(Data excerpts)
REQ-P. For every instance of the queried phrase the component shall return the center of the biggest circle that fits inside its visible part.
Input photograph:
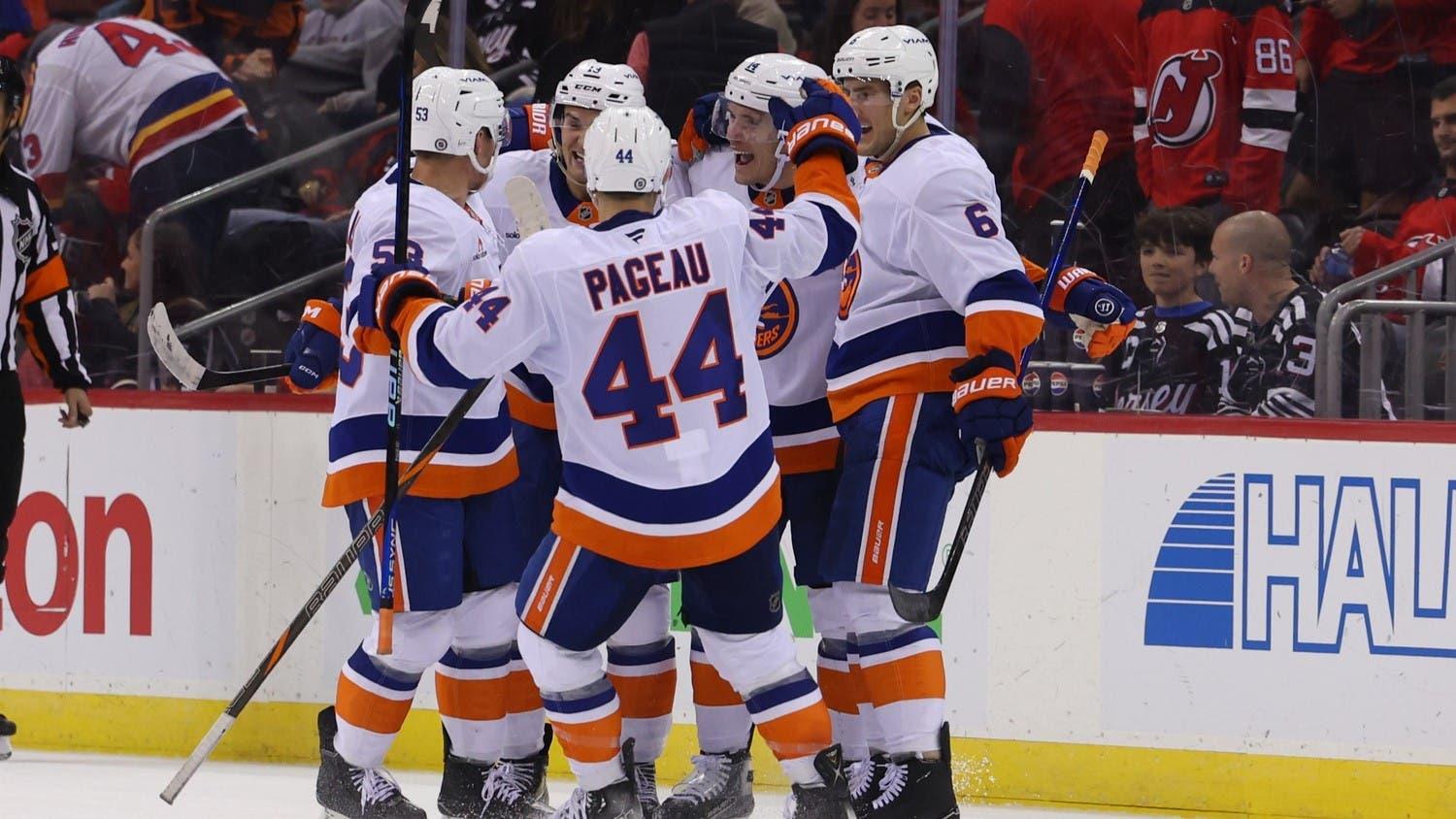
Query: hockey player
(457, 551)
(655, 475)
(1273, 372)
(1175, 357)
(142, 98)
(795, 329)
(641, 658)
(935, 311)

◆ **Work order**:
Restate the data word for word, minus any images.

◆ **Written answer**:
REQ-P. For every instance of the queried phrase the component shall return the center of the biggest circle that fits inside its visible part.
Input photograph:
Query: hockey player
(457, 551)
(655, 475)
(1273, 372)
(1175, 357)
(142, 98)
(795, 329)
(641, 658)
(935, 311)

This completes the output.